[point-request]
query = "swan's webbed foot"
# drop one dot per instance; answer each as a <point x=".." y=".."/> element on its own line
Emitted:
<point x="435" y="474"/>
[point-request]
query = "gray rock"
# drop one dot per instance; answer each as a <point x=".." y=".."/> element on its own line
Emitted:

- **SCHRIFTLICHE AUFGABE**:
Wandle das gesamte Material Zeile für Zeile in eine nummerierte Liste um und lass Leerzeilen weg.

- **AUSGABE**:
1. [point-request]
2. query = "swan's webbed foot"
3. # drop one dot per instance; answer each as a <point x=".." y=".."/> element on its own line
4. Emitted:
5. <point x="435" y="474"/>
6. [point-request]
7. query = "gray rock"
8. # drop one dot per instance; answer each as a <point x=".." y=".."/> element on its own line
9. Emitted:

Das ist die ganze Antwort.